(Labeled shape records)
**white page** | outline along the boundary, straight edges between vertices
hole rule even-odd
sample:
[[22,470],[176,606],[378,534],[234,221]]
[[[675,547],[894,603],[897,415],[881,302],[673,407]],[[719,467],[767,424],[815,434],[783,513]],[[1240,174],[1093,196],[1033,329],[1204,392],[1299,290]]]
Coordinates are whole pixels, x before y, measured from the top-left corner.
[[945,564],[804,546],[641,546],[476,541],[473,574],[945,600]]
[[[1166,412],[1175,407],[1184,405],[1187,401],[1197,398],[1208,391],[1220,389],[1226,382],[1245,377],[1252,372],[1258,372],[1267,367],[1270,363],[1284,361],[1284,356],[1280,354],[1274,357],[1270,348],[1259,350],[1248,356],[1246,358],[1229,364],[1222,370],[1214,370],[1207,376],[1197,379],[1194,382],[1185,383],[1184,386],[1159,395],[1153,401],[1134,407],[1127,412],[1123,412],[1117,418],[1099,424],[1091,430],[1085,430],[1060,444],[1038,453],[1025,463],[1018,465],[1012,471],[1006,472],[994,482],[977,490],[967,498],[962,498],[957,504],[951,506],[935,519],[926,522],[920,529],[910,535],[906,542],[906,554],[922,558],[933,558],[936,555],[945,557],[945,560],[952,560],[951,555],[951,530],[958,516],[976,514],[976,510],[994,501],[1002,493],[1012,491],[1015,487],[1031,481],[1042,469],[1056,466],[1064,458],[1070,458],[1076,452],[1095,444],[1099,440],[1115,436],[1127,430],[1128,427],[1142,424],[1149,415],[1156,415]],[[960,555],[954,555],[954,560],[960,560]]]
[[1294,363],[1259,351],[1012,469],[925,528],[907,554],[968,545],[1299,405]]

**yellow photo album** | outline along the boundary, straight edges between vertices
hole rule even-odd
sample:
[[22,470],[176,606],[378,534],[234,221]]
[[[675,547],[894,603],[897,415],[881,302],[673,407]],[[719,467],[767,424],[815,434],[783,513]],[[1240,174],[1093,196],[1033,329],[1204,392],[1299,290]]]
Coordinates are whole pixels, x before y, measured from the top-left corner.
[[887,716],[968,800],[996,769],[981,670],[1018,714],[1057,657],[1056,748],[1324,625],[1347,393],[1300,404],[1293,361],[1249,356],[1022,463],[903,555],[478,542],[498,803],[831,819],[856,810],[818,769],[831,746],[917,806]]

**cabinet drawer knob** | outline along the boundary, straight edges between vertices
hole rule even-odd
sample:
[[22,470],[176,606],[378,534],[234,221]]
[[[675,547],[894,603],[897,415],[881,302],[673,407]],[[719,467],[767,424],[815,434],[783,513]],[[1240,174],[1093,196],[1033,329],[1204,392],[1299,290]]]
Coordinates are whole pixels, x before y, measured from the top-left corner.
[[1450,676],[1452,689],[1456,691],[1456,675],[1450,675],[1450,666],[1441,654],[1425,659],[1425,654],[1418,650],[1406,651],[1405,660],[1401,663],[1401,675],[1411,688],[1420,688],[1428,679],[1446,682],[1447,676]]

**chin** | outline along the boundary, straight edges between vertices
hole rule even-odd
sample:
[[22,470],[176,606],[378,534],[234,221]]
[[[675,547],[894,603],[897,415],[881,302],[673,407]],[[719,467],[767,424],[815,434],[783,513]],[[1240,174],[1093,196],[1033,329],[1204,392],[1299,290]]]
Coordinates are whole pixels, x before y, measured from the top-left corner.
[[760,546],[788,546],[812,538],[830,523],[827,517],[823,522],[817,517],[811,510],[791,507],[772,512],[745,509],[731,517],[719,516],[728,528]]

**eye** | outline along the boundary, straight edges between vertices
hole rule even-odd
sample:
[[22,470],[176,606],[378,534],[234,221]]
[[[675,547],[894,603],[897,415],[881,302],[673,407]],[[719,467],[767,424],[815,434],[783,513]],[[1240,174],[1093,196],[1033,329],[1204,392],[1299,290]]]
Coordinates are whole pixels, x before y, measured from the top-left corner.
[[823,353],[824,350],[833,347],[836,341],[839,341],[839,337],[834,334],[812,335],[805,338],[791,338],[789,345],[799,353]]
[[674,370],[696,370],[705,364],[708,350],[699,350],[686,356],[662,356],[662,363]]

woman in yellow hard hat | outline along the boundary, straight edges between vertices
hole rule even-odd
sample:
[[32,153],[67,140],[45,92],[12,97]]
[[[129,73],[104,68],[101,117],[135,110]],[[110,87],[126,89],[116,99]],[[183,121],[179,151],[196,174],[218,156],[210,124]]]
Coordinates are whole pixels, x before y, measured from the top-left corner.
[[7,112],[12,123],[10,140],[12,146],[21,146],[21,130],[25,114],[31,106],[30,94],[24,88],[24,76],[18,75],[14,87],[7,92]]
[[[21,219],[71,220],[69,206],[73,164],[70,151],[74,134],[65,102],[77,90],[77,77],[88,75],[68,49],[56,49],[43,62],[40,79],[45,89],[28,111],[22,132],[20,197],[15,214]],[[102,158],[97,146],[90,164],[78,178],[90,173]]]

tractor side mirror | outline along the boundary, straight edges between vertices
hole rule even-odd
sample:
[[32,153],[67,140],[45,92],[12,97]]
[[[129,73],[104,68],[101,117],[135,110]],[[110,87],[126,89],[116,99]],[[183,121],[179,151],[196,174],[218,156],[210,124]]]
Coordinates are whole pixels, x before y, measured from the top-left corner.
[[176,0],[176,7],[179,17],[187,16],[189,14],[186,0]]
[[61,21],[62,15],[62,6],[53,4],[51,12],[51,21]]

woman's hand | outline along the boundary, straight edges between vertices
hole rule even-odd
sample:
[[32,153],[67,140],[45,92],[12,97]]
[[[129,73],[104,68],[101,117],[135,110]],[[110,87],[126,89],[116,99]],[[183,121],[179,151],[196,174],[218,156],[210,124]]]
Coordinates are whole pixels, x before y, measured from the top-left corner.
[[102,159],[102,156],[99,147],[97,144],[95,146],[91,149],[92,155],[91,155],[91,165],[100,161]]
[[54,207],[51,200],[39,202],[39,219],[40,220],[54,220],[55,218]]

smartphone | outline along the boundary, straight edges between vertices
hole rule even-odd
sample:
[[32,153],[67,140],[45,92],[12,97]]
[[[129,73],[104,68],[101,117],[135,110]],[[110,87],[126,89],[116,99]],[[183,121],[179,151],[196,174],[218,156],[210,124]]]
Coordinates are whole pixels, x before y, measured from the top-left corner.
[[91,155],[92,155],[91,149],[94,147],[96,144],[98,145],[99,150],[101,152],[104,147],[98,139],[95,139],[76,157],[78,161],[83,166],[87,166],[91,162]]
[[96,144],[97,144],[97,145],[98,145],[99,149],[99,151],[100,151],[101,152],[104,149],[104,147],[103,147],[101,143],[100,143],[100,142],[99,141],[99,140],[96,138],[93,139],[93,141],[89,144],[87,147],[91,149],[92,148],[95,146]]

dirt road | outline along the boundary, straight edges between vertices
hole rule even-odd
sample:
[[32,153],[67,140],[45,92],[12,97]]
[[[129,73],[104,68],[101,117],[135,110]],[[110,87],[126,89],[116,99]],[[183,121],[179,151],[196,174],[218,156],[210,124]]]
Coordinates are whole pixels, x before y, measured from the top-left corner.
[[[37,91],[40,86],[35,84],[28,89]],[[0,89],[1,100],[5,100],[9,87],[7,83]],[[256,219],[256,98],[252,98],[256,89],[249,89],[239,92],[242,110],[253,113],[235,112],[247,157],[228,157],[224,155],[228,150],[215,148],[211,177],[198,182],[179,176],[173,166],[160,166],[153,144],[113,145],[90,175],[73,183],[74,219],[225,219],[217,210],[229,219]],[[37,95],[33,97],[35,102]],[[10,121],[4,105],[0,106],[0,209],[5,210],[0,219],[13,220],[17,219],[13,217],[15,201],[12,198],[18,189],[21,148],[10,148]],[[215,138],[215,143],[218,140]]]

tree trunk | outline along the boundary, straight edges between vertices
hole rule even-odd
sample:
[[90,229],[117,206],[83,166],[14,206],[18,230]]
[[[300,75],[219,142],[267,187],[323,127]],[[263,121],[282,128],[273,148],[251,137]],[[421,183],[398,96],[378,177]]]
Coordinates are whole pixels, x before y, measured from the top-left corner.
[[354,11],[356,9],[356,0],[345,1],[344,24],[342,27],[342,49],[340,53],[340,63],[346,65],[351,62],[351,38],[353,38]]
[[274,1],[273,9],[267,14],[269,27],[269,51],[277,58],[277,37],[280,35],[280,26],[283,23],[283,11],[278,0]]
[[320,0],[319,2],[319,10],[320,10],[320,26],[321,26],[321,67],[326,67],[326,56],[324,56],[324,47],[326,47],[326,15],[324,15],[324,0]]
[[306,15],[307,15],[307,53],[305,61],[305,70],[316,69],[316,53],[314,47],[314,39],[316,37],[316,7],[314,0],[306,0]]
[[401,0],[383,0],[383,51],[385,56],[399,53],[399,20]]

(What is asked) Starting at the line that contains "tree trunk |", repeat each line exactly through the last one in the listing. Include both of those lines and nothing more.

(Exercise answer)
tree trunk | outline along the boundary, straight edges between vertices
hole rule even-odd
sample:
[[90,229],[117,206],[83,166],[14,206],[18,230]]
[[[300,75],[219,142],[267,187],[323,127]],[[263,121],[282,128],[273,148],[251,137]],[[421,183],[398,96],[378,177]]]
Coordinates are whole pixels, x before y, measured from the top-left corner.
[[354,11],[356,9],[356,0],[345,1],[344,24],[342,27],[342,49],[340,53],[340,63],[346,65],[351,62],[351,38],[353,38]]
[[274,1],[273,9],[267,14],[269,27],[269,51],[277,58],[277,37],[280,35],[280,26],[283,23],[283,11],[278,0]]
[[320,0],[319,2],[319,10],[320,10],[320,26],[321,26],[321,67],[326,67],[326,56],[324,56],[324,47],[326,47],[326,15],[324,15],[324,0]]
[[306,15],[307,15],[307,53],[305,61],[305,70],[316,69],[316,53],[314,47],[314,39],[316,37],[316,7],[314,0],[306,0]]
[[401,0],[383,0],[383,51],[385,56],[399,53],[399,20]]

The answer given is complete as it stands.